WORK TO COMPLETE: Below are some records; output exactly the lines from the line with "box: [342, 62, 363, 82]" to the line with "negative clicks: (307, 280) (317, 263)", both ends kept, and nothing more.

Stored data entries
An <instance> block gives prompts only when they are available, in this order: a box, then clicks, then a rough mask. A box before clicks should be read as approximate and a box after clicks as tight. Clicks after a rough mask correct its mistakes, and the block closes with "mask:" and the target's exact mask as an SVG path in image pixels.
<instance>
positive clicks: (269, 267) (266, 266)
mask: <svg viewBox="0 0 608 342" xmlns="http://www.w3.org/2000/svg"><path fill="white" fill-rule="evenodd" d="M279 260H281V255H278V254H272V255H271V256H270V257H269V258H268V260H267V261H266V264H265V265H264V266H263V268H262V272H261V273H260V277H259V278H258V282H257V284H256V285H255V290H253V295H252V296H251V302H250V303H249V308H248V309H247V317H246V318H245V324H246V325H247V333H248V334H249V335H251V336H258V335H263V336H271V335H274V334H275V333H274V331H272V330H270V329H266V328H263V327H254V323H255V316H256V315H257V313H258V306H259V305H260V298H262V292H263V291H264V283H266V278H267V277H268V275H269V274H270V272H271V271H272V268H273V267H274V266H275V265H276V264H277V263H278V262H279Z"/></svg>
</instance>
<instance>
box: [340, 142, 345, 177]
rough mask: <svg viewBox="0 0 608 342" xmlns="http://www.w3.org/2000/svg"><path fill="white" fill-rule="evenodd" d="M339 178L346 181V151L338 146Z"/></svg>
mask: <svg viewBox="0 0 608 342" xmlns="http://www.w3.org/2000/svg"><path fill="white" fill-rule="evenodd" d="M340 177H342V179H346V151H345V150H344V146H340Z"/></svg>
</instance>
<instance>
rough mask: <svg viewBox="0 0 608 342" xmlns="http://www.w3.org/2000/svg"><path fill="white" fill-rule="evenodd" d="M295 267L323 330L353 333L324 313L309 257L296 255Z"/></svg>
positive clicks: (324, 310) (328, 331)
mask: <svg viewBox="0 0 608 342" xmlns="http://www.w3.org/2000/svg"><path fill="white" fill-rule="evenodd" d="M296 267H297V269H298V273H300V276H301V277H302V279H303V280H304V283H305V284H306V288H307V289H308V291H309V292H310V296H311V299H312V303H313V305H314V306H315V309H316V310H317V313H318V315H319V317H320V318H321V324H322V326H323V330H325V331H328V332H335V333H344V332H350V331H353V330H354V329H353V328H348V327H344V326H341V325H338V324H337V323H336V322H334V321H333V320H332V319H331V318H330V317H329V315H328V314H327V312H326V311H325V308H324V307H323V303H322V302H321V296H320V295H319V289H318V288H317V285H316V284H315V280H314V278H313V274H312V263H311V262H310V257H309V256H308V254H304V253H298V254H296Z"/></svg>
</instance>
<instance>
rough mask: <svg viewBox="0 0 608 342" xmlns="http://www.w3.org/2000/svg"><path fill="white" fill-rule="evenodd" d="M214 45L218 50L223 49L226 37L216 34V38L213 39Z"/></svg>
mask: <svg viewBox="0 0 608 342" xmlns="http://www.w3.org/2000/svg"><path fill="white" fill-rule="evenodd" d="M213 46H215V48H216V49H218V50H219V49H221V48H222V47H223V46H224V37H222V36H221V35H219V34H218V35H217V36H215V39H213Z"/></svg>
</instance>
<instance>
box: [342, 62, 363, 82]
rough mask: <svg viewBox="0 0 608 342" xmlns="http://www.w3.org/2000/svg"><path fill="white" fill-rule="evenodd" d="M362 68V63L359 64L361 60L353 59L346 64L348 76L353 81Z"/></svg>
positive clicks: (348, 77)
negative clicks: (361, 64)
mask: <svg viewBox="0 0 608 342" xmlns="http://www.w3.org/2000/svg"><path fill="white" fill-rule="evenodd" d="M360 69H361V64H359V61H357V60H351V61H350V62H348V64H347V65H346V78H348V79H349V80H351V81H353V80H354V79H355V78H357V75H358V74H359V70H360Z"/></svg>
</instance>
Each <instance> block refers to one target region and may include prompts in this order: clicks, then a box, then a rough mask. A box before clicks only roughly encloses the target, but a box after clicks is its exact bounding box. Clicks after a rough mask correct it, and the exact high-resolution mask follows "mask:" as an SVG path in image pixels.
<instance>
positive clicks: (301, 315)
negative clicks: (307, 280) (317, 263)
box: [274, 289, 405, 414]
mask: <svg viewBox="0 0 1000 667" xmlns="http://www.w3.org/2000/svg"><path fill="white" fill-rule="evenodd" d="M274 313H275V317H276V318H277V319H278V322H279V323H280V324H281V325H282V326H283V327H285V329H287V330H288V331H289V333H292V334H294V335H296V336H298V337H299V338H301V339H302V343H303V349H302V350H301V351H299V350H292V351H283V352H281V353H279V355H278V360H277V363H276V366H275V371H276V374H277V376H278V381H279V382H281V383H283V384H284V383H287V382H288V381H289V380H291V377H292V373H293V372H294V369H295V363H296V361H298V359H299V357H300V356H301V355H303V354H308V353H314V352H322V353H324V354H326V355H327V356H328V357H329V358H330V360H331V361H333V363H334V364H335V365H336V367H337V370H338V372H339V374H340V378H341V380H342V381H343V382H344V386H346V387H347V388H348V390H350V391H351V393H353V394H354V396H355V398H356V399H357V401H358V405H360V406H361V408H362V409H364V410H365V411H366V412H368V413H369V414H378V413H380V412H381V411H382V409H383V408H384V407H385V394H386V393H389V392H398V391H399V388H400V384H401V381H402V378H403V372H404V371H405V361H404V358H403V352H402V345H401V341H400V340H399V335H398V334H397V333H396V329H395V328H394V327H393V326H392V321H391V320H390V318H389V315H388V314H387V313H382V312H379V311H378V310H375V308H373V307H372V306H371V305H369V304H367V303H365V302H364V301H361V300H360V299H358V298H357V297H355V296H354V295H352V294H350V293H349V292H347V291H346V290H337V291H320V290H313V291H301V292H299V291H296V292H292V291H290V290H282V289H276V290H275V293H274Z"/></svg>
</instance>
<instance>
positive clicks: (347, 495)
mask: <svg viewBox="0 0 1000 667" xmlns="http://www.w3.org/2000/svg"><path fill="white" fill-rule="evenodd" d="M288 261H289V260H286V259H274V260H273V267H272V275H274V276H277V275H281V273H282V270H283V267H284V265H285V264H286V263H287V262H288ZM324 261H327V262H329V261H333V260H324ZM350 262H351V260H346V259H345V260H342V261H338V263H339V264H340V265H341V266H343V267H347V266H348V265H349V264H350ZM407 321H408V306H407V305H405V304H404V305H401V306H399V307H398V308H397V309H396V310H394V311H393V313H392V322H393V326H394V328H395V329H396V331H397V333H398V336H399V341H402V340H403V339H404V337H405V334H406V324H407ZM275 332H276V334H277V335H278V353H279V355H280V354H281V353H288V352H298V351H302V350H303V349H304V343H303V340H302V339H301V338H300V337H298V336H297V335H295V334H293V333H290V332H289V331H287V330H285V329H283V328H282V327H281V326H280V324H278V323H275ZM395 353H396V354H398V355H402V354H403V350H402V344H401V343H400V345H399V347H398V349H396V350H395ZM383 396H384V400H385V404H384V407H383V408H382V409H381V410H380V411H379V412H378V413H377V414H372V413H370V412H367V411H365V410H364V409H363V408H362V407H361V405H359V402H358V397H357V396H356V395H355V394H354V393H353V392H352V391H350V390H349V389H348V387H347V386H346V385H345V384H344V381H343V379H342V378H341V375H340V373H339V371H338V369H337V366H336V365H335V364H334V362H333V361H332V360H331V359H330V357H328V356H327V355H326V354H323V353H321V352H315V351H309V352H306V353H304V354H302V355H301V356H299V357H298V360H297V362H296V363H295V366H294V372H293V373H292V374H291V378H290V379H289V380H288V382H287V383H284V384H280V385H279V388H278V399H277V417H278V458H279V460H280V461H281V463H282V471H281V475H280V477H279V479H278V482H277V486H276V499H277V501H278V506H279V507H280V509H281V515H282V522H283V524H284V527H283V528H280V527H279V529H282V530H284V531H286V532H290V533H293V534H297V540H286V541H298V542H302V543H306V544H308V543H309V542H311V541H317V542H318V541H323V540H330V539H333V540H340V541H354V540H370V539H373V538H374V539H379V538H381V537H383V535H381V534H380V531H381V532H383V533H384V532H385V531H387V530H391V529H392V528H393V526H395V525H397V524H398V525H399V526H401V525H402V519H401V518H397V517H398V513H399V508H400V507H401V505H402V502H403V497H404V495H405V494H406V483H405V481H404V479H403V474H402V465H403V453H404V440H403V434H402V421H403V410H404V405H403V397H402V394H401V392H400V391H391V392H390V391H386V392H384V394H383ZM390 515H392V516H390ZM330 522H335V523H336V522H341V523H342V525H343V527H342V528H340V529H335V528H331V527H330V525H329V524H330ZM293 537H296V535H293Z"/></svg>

PROBLEM SOLUTION:
box: [342, 62, 363, 82]
rough mask: <svg viewBox="0 0 608 342" xmlns="http://www.w3.org/2000/svg"><path fill="white" fill-rule="evenodd" d="M362 68V63L359 64L361 60L353 59L346 64L348 76L353 81Z"/></svg>
positive clicks: (348, 77)
negative clicks: (361, 64)
mask: <svg viewBox="0 0 608 342" xmlns="http://www.w3.org/2000/svg"><path fill="white" fill-rule="evenodd" d="M360 69H361V64H359V61H357V60H351V61H350V62H348V64H347V65H346V78H348V79H349V80H351V81H353V80H354V79H355V78H357V75H358V74H359V70H360Z"/></svg>
</instance>
Each <instance> block refers to one target region and may include prompts in this order: clicks, then a box, then a rough mask. A box before clicks only roughly encloses the target, but a box after clicks is its exact bounding box. Clicks after a rough mask correct it, and the exact high-resolution mask follows "mask:" as an SVG path in image pixels.
<instance>
positive clicks: (301, 315)
negative clicks: (307, 280) (317, 263)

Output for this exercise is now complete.